Figure du journalisme sportif en France, Charles Biétry, 81 ans, livre aujourd’hui un ouvrage autobiographique pour conter sa vie et sa maladie, incurable. Outre ses réflexions intimes, il s’est récemment imposé dans les médias pour dénoncer l’impasse du projet de loi sur la fin de vie, pourtant promise par le Président de la République lors de sa réélection, en 2022.
« C’est déjà dur de mourir ; mais mal mourir, c’est une double peine. » Atteint de la maladie de Charcot, Charles Biétry livre un témoignage bouleversant dans La dernière vague, publié le 29 janvier chez Flammarion. Ancienne figure du journalisme sportif, il signe un récit intime, marqué par une urgence : celle de voir enfin le gouvernement français légiférer sur l’aide à mourir. Dans ses récentes interventions médiatiques, l’ancien patron de L’Équipe TV et de Canal+ ne se contente pas de raconter sa maladie : il interpelle exécutif et législatif sur un projet de loi qui n’a toujours pas abouti.

--- Consigne ---
Poursuivez le texte consacré à Charles Biétry et à la fin de vie, à la suite de sa dernière phrase.

--- Lignes enregistrées ---
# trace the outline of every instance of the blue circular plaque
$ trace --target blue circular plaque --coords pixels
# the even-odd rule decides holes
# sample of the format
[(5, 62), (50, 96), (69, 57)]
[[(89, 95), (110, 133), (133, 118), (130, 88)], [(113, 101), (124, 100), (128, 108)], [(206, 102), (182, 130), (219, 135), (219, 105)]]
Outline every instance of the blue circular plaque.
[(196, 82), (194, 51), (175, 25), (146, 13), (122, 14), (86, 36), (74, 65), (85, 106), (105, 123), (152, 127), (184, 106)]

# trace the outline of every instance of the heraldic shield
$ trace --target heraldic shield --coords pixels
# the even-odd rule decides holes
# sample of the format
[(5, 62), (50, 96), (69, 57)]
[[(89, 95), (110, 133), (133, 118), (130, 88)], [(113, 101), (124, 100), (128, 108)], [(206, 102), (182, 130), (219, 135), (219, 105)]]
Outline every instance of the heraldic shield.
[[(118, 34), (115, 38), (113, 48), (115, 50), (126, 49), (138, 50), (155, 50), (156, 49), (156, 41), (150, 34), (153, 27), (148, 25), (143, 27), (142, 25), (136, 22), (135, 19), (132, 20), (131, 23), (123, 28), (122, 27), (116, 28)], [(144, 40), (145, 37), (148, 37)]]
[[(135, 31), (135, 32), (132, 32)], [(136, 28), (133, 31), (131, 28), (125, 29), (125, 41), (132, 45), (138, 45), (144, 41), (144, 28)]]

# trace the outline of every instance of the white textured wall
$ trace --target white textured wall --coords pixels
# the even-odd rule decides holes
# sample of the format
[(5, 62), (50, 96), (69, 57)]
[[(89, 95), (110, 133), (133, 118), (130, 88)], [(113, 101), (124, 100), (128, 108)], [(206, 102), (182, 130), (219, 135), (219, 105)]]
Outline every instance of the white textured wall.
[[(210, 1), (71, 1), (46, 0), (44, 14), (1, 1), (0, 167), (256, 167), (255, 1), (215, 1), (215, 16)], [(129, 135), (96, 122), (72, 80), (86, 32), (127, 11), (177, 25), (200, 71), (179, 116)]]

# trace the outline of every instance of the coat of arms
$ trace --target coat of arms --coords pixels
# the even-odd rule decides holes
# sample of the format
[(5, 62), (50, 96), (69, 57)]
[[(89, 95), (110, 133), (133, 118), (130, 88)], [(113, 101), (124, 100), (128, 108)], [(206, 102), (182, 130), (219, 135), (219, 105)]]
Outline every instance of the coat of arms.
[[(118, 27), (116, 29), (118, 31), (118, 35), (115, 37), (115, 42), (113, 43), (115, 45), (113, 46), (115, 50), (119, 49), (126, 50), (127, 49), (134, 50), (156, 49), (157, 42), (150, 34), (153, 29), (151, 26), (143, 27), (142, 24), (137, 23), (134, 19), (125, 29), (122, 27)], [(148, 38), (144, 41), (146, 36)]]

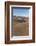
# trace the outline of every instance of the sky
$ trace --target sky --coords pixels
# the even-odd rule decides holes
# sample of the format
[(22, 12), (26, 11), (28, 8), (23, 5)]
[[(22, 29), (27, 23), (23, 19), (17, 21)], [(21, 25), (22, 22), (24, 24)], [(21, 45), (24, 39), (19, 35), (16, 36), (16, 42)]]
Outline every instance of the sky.
[(29, 16), (29, 9), (13, 8), (13, 16)]

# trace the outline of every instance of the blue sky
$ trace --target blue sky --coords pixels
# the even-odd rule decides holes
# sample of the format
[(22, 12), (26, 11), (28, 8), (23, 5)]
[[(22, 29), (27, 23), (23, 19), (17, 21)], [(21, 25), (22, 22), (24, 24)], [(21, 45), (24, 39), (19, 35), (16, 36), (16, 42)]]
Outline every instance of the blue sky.
[(28, 16), (29, 9), (13, 8), (13, 16)]

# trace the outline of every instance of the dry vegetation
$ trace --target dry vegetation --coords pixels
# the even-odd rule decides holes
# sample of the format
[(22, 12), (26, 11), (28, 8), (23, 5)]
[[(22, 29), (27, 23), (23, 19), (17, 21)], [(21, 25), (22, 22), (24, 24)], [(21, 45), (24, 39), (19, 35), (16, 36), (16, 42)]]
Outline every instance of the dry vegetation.
[[(21, 18), (21, 19), (18, 19)], [(13, 27), (14, 27), (14, 32), (13, 35), (14, 36), (27, 36), (29, 35), (29, 23), (28, 17), (14, 17), (14, 23), (13, 23)]]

--- Résultat ---
Une autobiographie, un parcours de vie
Né en 1943 à Rennes, Charles Biétry a marqué le paysage médiatique français en tant que journaliste sportif. Il débute sa carrière à l’Agence France-Presse (AFP), où il couvre notamment la tragédie des Jeux olympiques de Munich en 1972.
En 1984, il rejoint Canal+ en tant que directeur des sports, contribuant à révolutionner la couverture sportive à la télévision française. Par la suite, il occupe des postes clés, notamment président du Paris Saint-Germain en 1998 et directeur délégué de beIN Sports, de 2012 à 2014.
Dans La dernière vague, Biétry retrace ce parcours professionnel riche en anecdotes et en rencontres. Il évoque ses interactions avec des légendes du sport, telles que Pelé et Mike Tyson, ainsi que des moments forts de sa carrière, comme l’annonce en exclusivité de la mort des otages israéliens à Munich. Mais au-delà de ses souvenirs, l’ouvrage aborde son combat personnel contre la maladie de Charcot, diagnostiquée en 2022, et son engagement pour une législation sur la fin de vie en France.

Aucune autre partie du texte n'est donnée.